GIVEN TASK: Reproduce the items below, substituting "rectangular frame" for every occurrence of "bounding box" and keeping all other wording unchanged.

GIVEN ENTRIES:
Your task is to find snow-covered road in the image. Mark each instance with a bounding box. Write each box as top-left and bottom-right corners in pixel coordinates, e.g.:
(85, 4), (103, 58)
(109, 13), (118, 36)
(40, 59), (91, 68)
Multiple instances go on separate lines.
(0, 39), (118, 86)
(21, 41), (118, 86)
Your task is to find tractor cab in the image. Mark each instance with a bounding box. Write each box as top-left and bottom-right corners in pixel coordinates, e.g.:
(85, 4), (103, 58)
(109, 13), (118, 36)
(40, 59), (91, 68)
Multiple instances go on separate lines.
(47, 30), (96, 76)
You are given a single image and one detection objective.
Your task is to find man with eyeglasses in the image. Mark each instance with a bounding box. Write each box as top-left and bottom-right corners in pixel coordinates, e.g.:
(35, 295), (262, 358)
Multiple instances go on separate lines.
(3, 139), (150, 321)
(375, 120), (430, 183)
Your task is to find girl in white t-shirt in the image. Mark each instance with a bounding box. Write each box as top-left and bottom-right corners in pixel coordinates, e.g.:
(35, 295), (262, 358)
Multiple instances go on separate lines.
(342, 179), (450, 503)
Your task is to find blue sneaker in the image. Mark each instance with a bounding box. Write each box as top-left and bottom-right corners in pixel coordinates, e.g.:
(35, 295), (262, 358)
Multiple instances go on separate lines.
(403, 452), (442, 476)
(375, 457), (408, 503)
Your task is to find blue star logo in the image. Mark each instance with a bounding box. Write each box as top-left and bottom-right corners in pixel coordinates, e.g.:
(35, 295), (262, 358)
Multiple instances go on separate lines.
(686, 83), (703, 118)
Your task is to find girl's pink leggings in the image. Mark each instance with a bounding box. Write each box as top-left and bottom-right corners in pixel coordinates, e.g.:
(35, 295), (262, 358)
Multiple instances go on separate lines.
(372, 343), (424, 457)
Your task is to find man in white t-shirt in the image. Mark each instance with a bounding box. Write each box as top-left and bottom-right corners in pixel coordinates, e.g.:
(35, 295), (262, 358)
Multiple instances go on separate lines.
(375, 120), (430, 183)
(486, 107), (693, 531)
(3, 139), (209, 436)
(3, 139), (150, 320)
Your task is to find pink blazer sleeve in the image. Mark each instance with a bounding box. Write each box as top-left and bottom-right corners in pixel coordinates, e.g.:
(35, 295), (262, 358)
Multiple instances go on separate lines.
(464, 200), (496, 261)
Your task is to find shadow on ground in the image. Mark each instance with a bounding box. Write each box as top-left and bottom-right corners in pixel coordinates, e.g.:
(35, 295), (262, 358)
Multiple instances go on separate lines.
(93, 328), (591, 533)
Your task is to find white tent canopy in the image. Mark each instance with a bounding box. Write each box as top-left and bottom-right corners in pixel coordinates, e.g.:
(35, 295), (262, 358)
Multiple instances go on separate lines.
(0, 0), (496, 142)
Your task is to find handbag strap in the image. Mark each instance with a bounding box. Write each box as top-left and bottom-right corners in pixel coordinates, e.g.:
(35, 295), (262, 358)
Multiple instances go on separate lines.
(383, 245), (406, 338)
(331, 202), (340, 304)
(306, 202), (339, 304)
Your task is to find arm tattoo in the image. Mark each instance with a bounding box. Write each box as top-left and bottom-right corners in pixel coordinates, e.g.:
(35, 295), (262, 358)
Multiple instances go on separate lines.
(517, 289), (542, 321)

WRITTEN RESPONSE:
Your task is to find snow-covered road in the image. Mark each instance with a rectangular frame. Write each box as top-left and bottom-right corners in pixel coordinates, e.g.:
(85, 4), (103, 58)
(109, 13), (118, 36)
(40, 59), (91, 68)
Multiple instances go on separate lines.
(0, 39), (118, 86)
(21, 41), (118, 86)
Your task is to find tractor cab in the image. Mark each instance with a rectangular frame. Write each box as top-left and bottom-right corners in pixel coordinates, e.g.:
(85, 4), (103, 58)
(109, 13), (118, 36)
(40, 59), (91, 68)
Multiple instances go on separate lines.
(47, 30), (96, 76)
You are given a single image and one detection objective.
Your task is to find man with eyeglasses in the image. Mark each instance with a rectangular frame. Write each box as top-left and bottom-right corners in pixel coordinates, e.g.:
(35, 295), (262, 358)
Multiple instances go on separate lines.
(3, 139), (150, 321)
(375, 120), (430, 183)
Your task is to find girl in white t-shirt in the image. Mark each instance with a rectangular frame. Write each box as top-left and bottom-right corners in pixel coordinates, e.g.:
(35, 295), (262, 358)
Multiple instances go on separate lines.
(342, 179), (450, 503)
Your task is to find blue sneaker in the image. Mark each instance with a rectangular frame. Write each box as top-left and bottom-right corners in pixel coordinates, e.g.:
(35, 295), (262, 358)
Multiple instances go on separate lines.
(403, 452), (442, 476)
(375, 457), (408, 503)
Your task is to find blue star logo in the image. Mark each instance with a rectangular frame. Write each box as top-left and bottom-right corners in pixel coordinates, e.g.:
(35, 295), (262, 358)
Multiple instances go on separate lines.
(686, 83), (703, 118)
Your task is to find girl's pink leggings in the image. Mark each instance with a rectangular frame. Write each box as top-left and bottom-right corners in pixel coordinates, e.g.:
(35, 295), (262, 358)
Multiple instances go on separate lines.
(372, 343), (424, 457)
Your task is to find man in white t-shirt in the image. Mark each instance with a rectangular frame. Write each box as top-left and bottom-right corners in pixel coordinates, e.g.:
(35, 295), (262, 358)
Multiple instances go on separate lines.
(375, 120), (430, 183)
(486, 107), (693, 531)
(3, 139), (209, 436)
(3, 139), (150, 320)
Your task is to find pink blazer sleeve in the image. Mark each instance with a rectangular frame. Write each box as top-left and bottom-right corners in pixel coordinates, e.g.:
(35, 295), (262, 358)
Multiple instances go on separate lines.
(464, 200), (496, 261)
Your task is to find shadow on ground in the image. Mark each instance with a rectangular frame. Write each box as top-left and bottom-right corners in pixel coordinates, e.g.:
(35, 295), (262, 358)
Multiple instances go on separate lines.
(93, 328), (591, 533)
Your task is to find white tent canopy in the image. Mark each instance with a rectangular frame. Write each box as top-left and bottom-right corners in pixel coordinates, e.g.:
(35, 295), (262, 358)
Multiple instances go on separate lines.
(0, 0), (496, 142)
Your task is to find handbag strap in the image. Mark each instance with a rectangular frame. Write each box as top-left and bottom-right corners in pixel coordinates, e.g.:
(35, 295), (262, 358)
Multiple instances go on separate lines.
(383, 245), (406, 338)
(331, 202), (340, 304)
(306, 202), (339, 304)
Your task is to find arm tattoo in the image. Mark each instance with a rectangular frame. Write each box as top-left and bottom-right corners in pixel coordinates, e.g.:
(35, 295), (262, 358)
Multiple instances go on separate lines.
(517, 289), (542, 321)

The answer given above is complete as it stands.